== Document segment

On 3 September 1957, a trial daylight service, the Mildura Sunlight was introduced by the Victorian Railways between Melbourne and Mildura, running thrice weekly. Air-conditioned Z type carriage stock was used.

An overnight train replaced that service in 1967, and a motorail service was added in 1968.

The Vinelander first ran on 9 August 1972, after intense local lobbying for an upgrade of the existing overnight service. The name was the winner of competition held by the Victorian Railways. As of 28 November that year, the 94 total return trips had included 22 late arrivals in Melbourne and 18 late arrivals in Mildura; of those 40 incidents, 25 were less than ten minutes. From 18 March 1974 the Melbourne-bound train was altered to operate via Bacchus Marsh instead of via North Geelong, with a new arrival time of 7:45am at Spencer Street.

Steel sleeping cars, formerly employed on The Overland, were used, along with older wooded-bodied stock. A buffet car and bar was added to the train from 18 July 1977, but drunken behaviour became a problem, requiring the removal of offending passengers at intermediate stations. The typical timetable of the 1970s had a Melbourne departure at 21:20 and an arrival into Mildura at 08:05.

The train was promoted as one of the Victorian Railways' premier trains and, in 1974, the Victorian Railways sponsored a race meeting at the Mildura Racing Club, which included the awarding of the "Vinelander Plate".

In 1984, a parallel road coach commenced operations. A day train, The Sunraysia, was introduced in 1987 but was withdrawn in 1990.

By November 1986, The Vinelander was only operating two nights per week, with The Sunraysia daylight service running as a replacement on some other days. The price of the sleeping car service also rose. From $17 per berth in 1985, it had increased to $30 per berth by July 1986. Staff levels were reduced, with one conductor managing two carriages (prior to that there was a one-to-one ratio), which was seen by some as an attempt by V/Line management to cut back the service.

====

**What is needed:** Set down, word for word, the portion of the Vinelander history from "The train was" to "back the service.".

== Records supplied

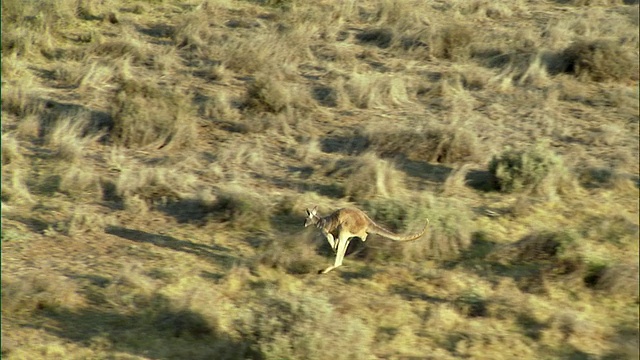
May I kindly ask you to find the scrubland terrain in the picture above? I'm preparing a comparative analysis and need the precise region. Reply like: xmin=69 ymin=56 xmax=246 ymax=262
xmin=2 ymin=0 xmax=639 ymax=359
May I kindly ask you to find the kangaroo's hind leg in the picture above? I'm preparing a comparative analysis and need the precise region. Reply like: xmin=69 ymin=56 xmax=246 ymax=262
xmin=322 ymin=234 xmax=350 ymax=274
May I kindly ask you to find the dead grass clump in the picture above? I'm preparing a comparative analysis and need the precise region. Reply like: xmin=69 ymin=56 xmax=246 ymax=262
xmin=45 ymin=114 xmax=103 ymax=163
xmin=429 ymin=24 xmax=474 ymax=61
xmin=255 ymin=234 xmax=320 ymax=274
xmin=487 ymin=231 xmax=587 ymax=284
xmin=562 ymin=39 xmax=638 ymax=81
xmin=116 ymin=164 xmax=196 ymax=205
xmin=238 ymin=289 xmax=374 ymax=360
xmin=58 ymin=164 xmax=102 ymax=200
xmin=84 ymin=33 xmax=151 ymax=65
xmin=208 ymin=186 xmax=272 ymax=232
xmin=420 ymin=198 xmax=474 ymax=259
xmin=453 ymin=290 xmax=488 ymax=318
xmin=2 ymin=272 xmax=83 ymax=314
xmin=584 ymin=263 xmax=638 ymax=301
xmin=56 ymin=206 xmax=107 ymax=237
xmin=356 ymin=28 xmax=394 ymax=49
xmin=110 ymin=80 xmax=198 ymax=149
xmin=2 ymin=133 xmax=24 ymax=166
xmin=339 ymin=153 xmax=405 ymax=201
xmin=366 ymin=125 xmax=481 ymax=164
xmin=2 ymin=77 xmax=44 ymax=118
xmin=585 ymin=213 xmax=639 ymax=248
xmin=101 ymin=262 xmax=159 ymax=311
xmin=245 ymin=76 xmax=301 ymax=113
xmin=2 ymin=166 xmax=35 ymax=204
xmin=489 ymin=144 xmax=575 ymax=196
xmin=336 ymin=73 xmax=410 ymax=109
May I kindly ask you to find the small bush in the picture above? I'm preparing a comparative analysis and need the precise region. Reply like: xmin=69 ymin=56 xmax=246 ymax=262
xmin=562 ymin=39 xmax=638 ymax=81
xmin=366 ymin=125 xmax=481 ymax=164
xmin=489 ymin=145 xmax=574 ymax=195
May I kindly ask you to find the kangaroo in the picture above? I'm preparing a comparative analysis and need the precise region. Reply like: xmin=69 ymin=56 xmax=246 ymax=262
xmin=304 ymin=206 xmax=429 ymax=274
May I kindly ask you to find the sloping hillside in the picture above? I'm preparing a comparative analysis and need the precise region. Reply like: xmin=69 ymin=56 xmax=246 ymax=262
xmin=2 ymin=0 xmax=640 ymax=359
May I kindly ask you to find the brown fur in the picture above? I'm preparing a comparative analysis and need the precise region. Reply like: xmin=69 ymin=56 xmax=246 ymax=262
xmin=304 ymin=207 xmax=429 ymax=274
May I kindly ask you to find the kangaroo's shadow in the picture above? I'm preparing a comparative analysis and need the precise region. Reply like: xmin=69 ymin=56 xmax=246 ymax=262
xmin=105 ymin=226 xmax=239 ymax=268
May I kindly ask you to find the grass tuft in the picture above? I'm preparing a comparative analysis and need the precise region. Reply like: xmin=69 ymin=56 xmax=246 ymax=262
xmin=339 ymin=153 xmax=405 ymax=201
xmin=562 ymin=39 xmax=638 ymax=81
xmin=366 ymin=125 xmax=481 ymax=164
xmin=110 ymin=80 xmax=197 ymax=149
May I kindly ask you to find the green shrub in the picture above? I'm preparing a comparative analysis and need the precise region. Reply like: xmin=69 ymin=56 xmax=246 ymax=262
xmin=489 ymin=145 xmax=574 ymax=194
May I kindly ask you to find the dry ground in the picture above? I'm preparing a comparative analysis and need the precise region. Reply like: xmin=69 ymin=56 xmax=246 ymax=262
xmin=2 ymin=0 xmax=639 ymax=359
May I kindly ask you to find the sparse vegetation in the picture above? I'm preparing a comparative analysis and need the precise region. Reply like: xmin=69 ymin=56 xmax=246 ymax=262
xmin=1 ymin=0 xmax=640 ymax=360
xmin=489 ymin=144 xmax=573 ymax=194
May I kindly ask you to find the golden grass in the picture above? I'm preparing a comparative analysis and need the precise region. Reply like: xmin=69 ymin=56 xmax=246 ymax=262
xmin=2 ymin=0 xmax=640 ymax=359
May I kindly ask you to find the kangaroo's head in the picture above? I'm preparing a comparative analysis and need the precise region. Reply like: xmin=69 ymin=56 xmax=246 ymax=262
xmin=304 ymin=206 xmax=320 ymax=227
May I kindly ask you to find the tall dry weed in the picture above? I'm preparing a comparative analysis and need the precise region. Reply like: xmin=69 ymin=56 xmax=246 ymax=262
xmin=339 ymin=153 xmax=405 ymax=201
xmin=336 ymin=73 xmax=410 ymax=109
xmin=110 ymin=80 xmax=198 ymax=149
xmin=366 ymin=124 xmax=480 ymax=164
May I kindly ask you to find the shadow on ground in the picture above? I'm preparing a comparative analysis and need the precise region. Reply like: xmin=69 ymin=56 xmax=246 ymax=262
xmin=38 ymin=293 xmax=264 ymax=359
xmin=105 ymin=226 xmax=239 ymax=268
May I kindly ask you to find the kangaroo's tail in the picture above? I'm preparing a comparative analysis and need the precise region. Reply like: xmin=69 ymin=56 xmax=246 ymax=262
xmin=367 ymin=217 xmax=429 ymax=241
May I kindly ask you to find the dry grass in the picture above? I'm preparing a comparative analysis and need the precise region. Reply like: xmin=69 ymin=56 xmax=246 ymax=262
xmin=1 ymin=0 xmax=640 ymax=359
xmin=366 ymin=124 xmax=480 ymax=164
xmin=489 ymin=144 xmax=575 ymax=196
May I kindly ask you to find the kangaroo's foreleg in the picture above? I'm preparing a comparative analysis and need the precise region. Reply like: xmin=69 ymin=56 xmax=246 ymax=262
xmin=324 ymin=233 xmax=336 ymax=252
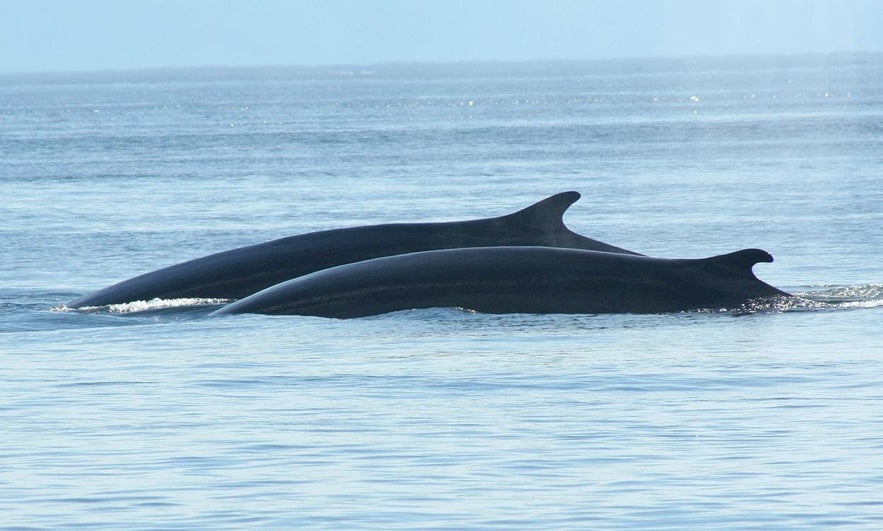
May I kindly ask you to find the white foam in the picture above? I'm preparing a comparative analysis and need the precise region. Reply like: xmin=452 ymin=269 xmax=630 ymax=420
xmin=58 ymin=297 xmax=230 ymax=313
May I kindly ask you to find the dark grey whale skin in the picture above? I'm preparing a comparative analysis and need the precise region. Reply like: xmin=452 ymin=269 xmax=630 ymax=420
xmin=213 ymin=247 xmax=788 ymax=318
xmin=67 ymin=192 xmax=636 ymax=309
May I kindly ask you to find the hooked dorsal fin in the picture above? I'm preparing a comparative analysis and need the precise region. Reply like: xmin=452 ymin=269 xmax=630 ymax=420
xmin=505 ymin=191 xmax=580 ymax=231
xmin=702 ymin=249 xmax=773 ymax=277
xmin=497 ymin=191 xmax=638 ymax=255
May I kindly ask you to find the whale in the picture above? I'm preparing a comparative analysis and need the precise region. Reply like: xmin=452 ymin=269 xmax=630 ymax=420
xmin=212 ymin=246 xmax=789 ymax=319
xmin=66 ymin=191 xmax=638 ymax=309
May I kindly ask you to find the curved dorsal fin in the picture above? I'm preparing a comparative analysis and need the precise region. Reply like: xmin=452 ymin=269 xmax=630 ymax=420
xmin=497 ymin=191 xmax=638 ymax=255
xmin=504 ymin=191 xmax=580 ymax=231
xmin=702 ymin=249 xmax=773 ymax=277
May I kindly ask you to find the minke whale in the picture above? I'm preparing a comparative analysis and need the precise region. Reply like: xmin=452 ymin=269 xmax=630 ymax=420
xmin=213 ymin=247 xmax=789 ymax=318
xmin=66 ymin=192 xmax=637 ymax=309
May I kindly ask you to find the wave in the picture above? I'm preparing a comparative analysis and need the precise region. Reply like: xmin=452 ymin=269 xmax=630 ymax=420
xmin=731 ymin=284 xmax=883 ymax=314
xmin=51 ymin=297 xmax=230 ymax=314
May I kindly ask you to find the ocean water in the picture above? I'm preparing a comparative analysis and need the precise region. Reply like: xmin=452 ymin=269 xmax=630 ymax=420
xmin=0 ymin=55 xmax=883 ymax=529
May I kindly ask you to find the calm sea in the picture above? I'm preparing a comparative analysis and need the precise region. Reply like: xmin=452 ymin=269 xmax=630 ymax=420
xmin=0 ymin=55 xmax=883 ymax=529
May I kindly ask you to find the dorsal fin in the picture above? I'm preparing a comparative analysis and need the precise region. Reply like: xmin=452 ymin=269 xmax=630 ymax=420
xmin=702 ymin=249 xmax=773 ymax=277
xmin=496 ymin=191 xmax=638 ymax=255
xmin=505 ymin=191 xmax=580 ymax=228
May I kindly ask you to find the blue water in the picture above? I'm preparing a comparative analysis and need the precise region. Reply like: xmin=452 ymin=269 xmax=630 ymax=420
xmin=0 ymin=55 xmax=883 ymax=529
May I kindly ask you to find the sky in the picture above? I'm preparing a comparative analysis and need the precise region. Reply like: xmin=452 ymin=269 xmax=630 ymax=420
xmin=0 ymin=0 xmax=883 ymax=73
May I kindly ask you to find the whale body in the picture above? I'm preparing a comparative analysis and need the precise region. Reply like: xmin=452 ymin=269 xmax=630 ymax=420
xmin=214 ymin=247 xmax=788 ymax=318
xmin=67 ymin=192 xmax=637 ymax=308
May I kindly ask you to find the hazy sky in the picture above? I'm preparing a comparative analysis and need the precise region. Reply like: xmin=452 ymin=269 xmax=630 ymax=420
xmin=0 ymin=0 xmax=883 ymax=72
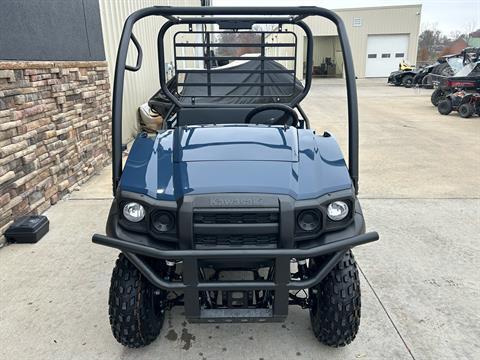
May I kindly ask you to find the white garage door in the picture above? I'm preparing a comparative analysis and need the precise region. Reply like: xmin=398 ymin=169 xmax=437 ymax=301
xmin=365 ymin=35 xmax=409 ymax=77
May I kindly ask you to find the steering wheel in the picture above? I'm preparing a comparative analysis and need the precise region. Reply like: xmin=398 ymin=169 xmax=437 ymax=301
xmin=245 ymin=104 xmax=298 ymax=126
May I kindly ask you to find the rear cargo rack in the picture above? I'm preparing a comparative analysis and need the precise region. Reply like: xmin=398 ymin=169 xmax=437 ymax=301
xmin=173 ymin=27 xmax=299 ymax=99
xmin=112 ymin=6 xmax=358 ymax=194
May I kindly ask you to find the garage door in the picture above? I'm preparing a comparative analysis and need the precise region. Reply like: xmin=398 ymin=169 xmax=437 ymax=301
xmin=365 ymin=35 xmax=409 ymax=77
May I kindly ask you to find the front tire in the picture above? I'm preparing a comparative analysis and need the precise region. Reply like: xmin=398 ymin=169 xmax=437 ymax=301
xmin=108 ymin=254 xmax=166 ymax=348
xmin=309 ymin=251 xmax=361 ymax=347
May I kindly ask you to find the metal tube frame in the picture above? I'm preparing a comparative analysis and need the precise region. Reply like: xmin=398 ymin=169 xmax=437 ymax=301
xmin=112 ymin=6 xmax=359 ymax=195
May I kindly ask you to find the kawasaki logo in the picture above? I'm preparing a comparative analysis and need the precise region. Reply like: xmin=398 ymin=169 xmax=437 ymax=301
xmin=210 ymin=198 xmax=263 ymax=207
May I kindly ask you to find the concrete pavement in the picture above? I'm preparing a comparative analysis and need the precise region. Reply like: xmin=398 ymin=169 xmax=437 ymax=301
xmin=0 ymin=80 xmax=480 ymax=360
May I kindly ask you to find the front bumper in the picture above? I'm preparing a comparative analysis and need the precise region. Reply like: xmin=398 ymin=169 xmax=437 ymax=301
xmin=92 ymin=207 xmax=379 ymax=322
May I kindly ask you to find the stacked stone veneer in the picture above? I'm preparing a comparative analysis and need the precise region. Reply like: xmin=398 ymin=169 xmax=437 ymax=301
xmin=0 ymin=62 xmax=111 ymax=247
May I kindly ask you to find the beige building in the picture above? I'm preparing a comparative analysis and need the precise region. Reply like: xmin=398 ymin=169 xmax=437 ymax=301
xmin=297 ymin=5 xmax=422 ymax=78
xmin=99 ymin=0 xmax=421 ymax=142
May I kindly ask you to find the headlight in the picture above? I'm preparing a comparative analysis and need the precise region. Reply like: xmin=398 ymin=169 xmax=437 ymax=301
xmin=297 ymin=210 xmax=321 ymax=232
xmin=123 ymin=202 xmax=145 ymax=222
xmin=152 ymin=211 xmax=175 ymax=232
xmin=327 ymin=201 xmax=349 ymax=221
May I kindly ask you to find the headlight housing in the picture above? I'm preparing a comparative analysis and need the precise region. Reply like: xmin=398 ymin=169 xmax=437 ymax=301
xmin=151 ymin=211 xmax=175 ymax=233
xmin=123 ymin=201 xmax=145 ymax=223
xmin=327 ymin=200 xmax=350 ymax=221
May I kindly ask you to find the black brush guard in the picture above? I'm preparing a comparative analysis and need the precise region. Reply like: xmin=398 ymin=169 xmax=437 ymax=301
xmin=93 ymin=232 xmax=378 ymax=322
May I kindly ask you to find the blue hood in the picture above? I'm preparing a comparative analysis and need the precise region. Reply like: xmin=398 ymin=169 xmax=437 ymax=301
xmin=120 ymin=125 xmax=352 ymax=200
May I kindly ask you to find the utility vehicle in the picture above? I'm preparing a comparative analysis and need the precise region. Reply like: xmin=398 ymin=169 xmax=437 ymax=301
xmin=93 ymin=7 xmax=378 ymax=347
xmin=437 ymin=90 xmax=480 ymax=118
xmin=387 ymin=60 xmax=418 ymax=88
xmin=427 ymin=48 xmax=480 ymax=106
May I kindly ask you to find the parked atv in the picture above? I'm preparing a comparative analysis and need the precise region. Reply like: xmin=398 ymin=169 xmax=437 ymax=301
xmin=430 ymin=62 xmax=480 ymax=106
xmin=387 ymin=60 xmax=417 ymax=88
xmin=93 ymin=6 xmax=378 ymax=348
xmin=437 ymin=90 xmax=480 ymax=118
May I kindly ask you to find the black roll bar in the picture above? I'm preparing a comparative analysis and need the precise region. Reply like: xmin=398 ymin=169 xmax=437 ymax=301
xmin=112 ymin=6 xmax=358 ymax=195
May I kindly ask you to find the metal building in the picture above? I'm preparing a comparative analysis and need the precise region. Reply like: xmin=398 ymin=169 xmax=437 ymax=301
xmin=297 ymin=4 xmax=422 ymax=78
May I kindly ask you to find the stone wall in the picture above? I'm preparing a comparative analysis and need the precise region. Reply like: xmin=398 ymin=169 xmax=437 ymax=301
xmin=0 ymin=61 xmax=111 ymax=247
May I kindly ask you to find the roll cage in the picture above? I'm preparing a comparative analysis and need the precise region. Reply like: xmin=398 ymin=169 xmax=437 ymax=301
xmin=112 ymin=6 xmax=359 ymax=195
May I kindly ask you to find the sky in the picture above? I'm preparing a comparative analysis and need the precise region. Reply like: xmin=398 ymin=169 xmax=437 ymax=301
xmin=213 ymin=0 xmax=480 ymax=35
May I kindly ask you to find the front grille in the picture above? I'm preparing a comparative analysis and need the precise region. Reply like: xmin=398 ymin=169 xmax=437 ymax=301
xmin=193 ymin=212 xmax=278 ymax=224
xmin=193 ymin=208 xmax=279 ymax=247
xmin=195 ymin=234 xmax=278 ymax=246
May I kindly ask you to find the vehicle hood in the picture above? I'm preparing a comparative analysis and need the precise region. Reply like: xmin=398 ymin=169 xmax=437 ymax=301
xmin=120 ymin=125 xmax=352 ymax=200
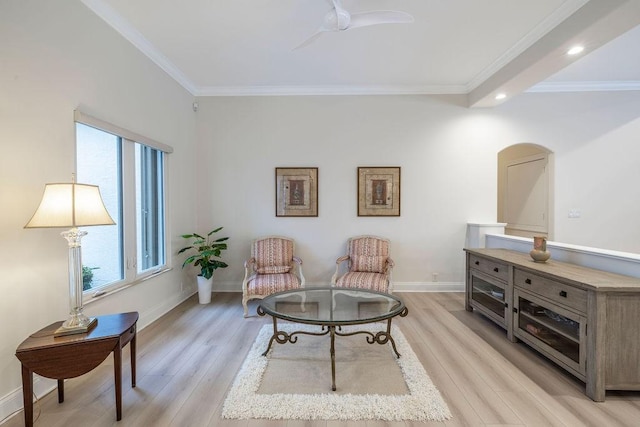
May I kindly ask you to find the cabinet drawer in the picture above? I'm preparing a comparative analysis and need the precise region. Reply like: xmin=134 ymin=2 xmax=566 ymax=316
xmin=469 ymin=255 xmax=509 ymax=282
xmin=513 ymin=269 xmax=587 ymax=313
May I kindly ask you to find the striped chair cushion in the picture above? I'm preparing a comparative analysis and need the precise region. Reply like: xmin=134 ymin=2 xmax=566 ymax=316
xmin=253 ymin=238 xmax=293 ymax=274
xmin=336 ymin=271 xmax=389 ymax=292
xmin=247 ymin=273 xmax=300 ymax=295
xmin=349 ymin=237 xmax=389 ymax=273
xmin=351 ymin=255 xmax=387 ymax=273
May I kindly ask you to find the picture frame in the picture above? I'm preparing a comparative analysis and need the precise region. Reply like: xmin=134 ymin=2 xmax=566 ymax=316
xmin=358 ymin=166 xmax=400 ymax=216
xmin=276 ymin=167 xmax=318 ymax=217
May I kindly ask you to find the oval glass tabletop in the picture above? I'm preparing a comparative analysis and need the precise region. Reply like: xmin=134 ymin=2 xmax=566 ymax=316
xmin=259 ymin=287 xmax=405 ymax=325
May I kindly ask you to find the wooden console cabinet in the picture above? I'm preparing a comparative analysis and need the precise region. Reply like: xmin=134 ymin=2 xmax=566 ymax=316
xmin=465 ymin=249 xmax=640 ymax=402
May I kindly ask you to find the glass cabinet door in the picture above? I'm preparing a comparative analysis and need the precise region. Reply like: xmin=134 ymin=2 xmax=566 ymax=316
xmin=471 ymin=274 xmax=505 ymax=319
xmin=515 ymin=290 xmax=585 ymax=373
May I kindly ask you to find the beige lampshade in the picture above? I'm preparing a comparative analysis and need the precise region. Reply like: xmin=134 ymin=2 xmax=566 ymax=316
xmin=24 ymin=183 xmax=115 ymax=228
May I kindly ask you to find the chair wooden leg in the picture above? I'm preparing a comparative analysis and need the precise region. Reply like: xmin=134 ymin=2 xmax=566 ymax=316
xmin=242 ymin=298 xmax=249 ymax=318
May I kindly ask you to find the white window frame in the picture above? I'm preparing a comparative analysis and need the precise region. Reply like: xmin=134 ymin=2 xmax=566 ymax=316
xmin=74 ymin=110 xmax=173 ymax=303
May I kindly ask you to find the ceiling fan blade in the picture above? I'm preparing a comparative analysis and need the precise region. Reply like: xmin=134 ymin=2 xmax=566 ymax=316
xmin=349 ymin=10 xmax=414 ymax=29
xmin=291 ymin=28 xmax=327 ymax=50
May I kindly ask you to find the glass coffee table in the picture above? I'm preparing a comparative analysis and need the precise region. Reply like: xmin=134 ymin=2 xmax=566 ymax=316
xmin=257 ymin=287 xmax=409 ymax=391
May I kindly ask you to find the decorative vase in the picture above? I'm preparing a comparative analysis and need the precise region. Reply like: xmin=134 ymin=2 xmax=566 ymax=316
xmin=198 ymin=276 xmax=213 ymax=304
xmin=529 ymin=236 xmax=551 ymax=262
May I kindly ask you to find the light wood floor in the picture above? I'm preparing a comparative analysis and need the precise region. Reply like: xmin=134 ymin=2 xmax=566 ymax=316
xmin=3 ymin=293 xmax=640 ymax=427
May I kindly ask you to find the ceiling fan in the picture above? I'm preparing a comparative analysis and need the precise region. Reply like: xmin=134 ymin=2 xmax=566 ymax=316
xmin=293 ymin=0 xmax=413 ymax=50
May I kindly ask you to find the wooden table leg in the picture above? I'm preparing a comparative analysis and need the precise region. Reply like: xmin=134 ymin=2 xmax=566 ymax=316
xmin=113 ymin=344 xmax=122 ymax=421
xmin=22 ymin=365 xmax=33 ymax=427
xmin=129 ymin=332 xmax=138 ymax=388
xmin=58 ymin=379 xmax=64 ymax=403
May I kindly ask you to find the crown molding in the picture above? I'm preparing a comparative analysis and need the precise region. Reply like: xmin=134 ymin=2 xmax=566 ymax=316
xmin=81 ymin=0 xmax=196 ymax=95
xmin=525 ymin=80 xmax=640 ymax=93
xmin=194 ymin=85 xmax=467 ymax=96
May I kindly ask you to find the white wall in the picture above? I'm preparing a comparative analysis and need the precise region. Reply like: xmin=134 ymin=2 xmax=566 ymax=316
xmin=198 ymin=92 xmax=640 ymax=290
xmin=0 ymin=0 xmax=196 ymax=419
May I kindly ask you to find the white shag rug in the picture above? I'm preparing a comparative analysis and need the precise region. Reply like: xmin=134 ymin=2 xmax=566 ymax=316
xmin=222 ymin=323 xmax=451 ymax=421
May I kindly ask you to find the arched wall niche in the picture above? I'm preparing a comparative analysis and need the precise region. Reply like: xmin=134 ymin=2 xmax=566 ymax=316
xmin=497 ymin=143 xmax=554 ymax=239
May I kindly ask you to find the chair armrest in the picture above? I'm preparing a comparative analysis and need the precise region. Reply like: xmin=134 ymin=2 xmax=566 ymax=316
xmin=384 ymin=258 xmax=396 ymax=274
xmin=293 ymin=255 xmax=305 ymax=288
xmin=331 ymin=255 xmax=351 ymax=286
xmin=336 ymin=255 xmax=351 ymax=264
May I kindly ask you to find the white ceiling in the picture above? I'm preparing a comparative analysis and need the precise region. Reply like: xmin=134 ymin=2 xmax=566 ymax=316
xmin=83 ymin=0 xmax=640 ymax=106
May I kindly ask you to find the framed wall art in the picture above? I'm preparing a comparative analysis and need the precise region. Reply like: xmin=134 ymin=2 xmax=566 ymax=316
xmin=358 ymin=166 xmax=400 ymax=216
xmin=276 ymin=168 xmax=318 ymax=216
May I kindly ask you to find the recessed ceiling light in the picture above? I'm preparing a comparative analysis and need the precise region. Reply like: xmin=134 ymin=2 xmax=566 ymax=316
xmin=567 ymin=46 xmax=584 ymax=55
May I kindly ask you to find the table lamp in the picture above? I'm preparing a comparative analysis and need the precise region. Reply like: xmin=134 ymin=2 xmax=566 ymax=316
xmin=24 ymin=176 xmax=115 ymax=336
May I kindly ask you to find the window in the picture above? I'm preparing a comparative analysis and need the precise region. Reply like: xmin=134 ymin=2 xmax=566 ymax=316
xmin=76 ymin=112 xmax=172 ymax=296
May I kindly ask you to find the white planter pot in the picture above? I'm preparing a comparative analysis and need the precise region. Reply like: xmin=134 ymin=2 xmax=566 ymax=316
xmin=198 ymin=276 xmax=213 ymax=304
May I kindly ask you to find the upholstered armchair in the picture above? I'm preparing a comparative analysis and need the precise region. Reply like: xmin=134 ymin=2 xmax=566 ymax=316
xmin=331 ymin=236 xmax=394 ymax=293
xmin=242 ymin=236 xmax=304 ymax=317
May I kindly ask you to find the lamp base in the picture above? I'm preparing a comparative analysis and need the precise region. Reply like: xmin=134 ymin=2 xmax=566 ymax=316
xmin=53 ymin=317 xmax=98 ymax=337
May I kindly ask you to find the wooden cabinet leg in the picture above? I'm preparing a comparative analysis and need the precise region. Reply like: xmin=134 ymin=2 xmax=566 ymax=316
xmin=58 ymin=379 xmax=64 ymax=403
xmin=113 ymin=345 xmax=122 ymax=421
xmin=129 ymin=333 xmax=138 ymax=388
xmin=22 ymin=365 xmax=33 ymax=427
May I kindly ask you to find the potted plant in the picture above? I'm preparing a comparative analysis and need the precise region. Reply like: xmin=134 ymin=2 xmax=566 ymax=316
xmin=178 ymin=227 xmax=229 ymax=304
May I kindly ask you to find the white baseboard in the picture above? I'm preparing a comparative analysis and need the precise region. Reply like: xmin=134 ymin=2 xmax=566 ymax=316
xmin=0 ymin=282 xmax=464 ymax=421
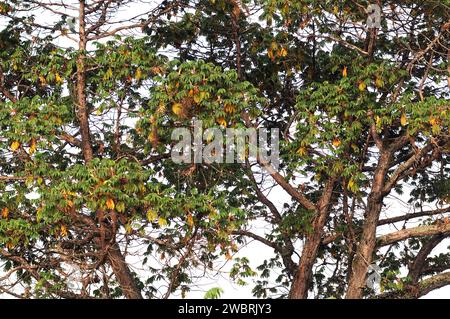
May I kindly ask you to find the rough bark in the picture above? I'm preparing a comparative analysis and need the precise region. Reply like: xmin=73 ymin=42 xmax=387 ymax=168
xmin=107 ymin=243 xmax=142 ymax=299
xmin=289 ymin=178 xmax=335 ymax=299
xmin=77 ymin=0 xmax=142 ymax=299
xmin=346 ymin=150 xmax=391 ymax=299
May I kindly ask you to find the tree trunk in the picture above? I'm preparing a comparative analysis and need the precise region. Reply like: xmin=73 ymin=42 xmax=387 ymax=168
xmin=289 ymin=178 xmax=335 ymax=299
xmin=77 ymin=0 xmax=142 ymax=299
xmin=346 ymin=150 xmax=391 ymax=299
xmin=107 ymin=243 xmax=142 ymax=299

====

**Written answer:**
The train was promoted as one of the Victorian Railways' premier trains and, in 1974, the Victorian Railways sponsored a race meeting at the Mildura Racing Club, which included the awarding of the "Vinelander Plate".

In 1984, a parallel road coach commenced operations. A day train, The Sunraysia, was introduced in 1987 but was withdrawn in 1990.

By November 1986, The Vinelander was only operating two nights per week, with The Sunraysia daylight service running as a replacement on some other days. The price of the sleeping car service also rose. From $17 per berth in 1985, it had increased to $30 per berth by July 1986. Staff levels were reduced, with one conductor managing two carriages (prior to that there was a one-to-one ratio), which was seen by some as an attempt by V/Line management to cut back the service.